— Enunciado 1 —
No texto sobre a crença na ciência, a que nível deveria decorrer o debate sobre a vacinação, segundo o director-geral da Saúde?
— Enunciado 2 —
Prossiga o texto sobre a crença na ciência a partir do ponto em que termina.

##### Excerto da página

Crença na Ciência II

Quem faz as leis da comunidade é (também) a Assembleia da República e não um grupo restrito e luminoso de científicos. Ainda bem que ainda é assim.

Em boa hora, o director-geral da Saúde, Dr. Francisco George, colocou a questão da vacinação a frio: deveria ser um debate ao nível da Assembleia da República. No que toca à obrigatoriedade de aplicação da vacinação o que entendi da atitude do director-geral foi claro: que não é um problema imputado somente a científicos mas sim à nossa República, à nossa cultura, enfim, à nossa sensibilidade comunitária. Nem mais nem menos.

No que respeita a “obrigar” ou sujeitar legalmente um produto da ciência, há que ser claro — o debate deve ser da esfera da cultura e a cultura será sempre uma questão primariamente Antropológica, do que ao Humano diz respeito. É a este terreno que a Ciência deverá ser sempre e sempre regulada. Por isso quis deliberadamente dar um salto no ar entre os que estavam deitados com a ideia que se a ciência provou que uma vacina é aplicável, então logo a devemos impor à comunidade. Não pode haver ciência sem regulação e essa regulação é feita pela cultura e a cultura é a nossa sensibilidade, a nossa Tragédia, a nossa História.

##########
##### Listagem fornecida

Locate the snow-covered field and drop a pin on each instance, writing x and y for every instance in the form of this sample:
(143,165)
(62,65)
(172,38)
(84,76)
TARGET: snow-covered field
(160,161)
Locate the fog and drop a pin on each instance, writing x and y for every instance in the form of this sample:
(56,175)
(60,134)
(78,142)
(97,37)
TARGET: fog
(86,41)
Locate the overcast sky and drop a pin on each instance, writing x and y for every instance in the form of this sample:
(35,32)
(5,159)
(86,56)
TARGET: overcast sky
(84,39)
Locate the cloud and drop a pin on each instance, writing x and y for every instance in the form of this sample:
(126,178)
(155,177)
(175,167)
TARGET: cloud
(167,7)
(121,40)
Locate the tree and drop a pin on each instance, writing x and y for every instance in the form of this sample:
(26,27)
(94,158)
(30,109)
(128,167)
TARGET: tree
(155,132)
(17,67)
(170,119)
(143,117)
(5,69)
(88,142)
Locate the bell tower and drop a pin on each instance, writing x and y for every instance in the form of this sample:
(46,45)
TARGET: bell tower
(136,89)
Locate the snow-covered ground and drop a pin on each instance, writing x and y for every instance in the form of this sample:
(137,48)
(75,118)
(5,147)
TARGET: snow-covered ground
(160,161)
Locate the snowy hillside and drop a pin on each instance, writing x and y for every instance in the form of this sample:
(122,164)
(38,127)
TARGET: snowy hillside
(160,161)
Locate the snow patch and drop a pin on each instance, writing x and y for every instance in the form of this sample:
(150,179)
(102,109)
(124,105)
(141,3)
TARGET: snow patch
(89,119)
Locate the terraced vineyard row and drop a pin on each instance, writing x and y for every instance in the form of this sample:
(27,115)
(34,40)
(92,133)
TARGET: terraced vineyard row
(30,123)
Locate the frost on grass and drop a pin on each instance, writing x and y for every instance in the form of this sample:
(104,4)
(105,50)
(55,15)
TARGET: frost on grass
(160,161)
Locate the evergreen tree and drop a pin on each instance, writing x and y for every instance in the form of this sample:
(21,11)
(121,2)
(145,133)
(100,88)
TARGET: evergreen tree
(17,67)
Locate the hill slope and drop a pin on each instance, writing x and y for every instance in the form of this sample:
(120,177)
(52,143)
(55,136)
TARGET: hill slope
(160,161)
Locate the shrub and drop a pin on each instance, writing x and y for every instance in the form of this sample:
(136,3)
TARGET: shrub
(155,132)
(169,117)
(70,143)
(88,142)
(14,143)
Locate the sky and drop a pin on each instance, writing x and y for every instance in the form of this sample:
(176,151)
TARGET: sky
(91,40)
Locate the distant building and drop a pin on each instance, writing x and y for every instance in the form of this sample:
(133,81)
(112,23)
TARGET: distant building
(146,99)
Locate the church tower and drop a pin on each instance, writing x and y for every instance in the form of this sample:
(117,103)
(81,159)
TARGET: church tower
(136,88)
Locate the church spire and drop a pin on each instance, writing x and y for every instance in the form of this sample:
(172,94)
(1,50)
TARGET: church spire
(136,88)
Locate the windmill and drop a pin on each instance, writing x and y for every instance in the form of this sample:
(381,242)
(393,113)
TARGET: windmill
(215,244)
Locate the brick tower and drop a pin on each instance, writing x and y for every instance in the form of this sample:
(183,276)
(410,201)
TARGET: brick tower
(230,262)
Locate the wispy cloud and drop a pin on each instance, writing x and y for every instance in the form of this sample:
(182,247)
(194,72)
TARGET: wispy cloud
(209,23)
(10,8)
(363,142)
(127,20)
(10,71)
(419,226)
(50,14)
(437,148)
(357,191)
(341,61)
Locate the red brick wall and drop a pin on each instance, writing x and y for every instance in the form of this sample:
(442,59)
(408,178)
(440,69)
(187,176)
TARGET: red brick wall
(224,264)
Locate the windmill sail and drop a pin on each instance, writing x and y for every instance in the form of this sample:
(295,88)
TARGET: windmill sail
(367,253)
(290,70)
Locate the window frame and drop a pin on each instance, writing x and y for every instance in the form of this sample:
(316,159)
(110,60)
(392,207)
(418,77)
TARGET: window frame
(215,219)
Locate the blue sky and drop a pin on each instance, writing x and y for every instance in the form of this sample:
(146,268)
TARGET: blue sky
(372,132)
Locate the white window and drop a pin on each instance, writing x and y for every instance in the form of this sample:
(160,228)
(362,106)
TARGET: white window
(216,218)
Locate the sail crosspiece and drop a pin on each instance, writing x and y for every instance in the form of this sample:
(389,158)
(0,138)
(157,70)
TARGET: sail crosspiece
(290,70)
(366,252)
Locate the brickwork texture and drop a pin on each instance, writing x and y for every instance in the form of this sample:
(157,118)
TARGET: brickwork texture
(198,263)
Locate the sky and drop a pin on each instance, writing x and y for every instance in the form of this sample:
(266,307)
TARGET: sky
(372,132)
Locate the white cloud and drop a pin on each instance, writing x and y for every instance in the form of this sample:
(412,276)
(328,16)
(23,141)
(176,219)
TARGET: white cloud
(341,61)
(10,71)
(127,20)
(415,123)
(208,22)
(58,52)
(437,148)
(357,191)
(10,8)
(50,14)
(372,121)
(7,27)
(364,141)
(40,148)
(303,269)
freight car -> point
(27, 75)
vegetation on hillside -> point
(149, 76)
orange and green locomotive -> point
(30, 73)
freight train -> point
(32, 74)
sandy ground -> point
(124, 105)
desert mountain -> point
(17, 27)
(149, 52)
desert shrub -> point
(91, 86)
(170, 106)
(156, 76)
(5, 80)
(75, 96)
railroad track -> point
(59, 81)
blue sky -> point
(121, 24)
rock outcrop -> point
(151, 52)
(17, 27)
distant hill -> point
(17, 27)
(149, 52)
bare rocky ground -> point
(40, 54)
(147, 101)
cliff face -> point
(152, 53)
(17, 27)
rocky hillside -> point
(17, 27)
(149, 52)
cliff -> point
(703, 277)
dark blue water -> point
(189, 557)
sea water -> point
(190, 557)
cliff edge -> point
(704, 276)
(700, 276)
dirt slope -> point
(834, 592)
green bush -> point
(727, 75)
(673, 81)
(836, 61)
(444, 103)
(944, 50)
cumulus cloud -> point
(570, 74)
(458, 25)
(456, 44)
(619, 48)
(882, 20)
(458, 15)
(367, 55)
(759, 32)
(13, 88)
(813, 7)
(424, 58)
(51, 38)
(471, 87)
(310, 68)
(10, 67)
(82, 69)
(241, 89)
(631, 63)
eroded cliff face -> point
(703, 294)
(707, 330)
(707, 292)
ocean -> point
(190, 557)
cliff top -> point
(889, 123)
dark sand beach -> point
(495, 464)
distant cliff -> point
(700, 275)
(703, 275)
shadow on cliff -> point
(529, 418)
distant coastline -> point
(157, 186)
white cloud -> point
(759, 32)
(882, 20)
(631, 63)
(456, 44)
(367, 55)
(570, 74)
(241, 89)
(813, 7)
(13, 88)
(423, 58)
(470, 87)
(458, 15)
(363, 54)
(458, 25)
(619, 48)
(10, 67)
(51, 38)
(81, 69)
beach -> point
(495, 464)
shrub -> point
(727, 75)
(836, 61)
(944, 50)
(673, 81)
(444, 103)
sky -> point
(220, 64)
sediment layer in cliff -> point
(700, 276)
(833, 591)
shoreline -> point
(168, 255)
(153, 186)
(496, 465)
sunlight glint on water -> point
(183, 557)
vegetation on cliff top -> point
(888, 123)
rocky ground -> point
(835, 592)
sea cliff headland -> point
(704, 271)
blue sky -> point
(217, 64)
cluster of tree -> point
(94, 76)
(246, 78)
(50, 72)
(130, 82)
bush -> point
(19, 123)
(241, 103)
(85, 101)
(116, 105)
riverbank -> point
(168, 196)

##########

— Resposta do exercício 1 —
Ao nível da Assembleia da República.

— Resposta do exercício 2 —
Mas quem diz vacina, diz medicamentos ou qualquer outra técnica que será aplicada a um ser humano. Por isso reitero. Se um produto da ciência “funciona”, isso não basta para que seja aplicável sem debate cultural; temos, comunidade, que acreditar nisso. Todos os científicos têm crenças e dentro das crenças existe sempre uma dosagem terrível de incerteza. A ser verdade este primado, então porque criticam a população que vive todos os dias com incertezas das suas crenças? Que adianta criticarem os que acreditam no reiki, na acupunctura, num iogurte probiótico ou num anti-histamínico? A realidade é complexa e relativa. Aceitar a crença do outro é um acto de sabedoria e profundo conhecimento.

Somente podemos viver em comunidade com consensos. As leis são e serão sempre resultado dos consensos e os consensos valem mais que uma evidência científica. Quem faz as leis da comunidade é (também) a Assembleia da República e não um grupo restrito e luminoso de científicos. Ainda bem que ainda é assim.